> _Task to carry out_
Locate the string "fence" in the listing below. Copy every line where it is found.

^^^^^^^^

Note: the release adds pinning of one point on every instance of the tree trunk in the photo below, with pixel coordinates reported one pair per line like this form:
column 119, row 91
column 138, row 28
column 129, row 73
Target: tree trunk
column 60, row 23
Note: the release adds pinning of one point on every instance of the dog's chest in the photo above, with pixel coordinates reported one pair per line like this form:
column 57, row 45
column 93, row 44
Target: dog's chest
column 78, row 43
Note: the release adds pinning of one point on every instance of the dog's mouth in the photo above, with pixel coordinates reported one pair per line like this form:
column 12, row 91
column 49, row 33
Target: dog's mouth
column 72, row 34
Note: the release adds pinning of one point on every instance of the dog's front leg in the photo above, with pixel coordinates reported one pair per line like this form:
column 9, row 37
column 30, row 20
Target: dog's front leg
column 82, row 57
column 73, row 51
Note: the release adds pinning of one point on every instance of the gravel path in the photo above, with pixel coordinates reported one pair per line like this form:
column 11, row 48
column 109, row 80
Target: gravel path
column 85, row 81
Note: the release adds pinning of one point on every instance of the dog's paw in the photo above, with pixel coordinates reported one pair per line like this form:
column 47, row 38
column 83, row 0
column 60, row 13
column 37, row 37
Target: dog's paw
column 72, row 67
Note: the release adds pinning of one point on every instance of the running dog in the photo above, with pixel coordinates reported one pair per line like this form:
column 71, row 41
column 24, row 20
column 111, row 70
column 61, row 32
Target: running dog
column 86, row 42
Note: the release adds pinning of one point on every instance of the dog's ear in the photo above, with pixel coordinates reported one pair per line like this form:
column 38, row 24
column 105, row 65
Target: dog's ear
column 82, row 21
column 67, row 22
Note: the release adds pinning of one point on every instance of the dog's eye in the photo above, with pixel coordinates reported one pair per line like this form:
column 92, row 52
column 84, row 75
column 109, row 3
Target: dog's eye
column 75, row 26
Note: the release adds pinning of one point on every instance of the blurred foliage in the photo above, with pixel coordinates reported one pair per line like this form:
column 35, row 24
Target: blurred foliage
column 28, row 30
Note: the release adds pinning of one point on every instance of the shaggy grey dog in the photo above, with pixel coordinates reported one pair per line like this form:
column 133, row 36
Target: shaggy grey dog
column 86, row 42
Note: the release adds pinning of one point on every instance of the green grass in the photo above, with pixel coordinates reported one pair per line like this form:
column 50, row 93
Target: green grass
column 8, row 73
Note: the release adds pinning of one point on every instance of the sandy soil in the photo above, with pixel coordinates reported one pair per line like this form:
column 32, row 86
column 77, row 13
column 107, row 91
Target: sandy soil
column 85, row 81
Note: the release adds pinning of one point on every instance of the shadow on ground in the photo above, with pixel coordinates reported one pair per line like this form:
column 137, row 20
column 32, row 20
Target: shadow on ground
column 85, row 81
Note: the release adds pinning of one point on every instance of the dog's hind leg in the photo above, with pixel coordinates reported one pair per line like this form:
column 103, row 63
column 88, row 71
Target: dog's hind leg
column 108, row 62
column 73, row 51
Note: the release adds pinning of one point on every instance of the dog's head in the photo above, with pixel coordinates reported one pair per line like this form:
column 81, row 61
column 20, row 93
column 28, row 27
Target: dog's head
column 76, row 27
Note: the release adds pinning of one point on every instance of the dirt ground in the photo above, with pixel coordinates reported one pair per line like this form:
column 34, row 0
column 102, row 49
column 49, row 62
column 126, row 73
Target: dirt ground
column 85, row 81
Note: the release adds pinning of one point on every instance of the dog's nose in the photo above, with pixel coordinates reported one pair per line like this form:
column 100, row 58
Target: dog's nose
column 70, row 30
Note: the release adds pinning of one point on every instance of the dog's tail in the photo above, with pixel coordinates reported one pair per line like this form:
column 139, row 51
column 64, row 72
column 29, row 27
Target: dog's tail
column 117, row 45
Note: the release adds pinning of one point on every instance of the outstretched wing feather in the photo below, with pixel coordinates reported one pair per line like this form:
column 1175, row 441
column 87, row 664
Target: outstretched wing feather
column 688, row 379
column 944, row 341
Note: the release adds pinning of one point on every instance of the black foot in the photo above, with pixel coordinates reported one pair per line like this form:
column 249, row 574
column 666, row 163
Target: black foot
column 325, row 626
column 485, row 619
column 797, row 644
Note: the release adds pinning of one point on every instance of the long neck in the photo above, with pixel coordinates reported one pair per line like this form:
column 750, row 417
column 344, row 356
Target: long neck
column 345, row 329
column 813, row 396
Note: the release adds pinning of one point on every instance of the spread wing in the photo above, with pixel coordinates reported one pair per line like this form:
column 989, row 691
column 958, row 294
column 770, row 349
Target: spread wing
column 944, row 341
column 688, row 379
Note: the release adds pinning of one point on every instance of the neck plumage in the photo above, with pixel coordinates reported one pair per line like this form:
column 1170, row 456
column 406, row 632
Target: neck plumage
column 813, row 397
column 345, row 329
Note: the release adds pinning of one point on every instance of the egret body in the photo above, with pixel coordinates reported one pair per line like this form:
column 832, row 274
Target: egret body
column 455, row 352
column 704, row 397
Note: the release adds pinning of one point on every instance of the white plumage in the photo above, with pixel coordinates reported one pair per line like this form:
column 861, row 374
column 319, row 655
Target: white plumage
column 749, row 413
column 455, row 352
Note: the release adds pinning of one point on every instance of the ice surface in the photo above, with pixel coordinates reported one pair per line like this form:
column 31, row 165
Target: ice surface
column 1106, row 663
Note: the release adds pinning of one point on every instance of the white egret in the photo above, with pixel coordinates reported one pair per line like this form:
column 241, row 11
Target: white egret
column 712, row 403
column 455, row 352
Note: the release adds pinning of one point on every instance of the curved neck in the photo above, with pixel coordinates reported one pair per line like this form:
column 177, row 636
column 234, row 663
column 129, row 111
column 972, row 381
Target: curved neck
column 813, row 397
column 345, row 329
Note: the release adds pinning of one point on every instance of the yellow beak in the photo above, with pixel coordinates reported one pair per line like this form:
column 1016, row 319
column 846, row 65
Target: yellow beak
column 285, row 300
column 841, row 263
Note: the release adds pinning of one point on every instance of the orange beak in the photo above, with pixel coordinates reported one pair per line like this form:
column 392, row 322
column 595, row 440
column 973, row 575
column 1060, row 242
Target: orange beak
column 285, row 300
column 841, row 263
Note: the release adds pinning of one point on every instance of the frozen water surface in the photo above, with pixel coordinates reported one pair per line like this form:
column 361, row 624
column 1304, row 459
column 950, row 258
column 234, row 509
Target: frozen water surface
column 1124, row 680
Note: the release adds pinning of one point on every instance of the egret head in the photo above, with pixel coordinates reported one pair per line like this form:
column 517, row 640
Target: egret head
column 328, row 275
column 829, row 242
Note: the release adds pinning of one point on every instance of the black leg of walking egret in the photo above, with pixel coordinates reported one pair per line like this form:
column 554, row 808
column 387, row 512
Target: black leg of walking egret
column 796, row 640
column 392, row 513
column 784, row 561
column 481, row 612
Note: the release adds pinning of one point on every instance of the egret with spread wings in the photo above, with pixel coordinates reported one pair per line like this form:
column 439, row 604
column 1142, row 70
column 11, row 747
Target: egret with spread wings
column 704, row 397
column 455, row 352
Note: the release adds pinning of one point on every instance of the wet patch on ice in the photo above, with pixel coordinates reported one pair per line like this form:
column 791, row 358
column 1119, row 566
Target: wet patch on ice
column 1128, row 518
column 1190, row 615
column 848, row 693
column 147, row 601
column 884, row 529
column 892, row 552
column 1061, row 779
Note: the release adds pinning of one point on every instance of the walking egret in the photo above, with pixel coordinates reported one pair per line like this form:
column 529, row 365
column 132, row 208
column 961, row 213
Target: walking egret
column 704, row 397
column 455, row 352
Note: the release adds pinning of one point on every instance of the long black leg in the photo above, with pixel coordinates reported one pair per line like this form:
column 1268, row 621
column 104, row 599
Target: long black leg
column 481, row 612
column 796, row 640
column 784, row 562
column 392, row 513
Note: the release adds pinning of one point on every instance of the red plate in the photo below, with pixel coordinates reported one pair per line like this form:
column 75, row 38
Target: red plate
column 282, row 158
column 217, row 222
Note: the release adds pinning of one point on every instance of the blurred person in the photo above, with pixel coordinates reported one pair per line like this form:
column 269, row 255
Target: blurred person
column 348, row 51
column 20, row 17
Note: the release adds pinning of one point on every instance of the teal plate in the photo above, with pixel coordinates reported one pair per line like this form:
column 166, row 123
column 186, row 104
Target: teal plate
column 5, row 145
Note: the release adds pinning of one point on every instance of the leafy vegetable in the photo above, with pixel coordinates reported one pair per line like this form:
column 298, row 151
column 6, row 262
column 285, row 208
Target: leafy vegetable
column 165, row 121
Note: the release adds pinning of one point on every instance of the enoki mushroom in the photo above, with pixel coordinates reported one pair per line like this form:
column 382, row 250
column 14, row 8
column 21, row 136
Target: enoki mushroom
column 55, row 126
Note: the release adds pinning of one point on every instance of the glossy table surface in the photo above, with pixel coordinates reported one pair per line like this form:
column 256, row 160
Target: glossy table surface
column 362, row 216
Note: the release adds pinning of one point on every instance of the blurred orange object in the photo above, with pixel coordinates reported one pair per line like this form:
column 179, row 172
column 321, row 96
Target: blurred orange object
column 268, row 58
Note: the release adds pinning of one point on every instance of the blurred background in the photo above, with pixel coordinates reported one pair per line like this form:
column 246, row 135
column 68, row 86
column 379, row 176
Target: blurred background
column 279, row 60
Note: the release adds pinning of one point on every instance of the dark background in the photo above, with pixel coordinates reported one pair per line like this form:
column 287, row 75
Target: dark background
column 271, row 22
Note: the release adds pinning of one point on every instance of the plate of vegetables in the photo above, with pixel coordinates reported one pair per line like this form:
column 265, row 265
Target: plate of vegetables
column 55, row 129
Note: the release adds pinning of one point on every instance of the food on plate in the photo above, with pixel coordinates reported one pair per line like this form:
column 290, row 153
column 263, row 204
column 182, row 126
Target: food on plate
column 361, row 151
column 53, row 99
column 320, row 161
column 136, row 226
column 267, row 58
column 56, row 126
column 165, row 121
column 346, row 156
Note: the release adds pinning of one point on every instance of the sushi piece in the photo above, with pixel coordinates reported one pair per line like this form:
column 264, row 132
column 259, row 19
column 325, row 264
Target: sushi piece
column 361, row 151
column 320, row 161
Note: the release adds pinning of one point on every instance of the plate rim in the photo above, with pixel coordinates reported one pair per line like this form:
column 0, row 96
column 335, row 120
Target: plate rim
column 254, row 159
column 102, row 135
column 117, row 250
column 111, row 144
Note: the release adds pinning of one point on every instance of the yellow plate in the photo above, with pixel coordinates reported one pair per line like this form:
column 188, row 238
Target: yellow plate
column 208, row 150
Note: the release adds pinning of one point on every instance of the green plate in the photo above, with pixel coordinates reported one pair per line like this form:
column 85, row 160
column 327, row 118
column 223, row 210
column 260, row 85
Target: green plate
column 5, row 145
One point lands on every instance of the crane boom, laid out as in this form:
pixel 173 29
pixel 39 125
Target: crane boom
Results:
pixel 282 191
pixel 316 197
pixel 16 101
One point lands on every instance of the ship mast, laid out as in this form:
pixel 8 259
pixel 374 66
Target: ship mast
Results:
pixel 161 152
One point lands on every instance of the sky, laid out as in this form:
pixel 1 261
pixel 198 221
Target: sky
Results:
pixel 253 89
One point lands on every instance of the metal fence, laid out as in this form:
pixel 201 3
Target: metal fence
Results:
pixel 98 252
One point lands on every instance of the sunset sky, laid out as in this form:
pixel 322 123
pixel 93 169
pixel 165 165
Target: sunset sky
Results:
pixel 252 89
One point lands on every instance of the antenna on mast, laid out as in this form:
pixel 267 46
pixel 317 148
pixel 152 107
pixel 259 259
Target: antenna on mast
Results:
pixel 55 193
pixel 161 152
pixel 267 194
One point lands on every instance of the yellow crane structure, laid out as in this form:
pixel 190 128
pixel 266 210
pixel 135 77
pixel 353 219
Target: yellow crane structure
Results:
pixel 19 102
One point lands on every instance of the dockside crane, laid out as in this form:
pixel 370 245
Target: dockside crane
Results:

^^^^^^^^

> _Result_
One point lands on every instance of the metal fence, laid out as in this form:
Target: metal fence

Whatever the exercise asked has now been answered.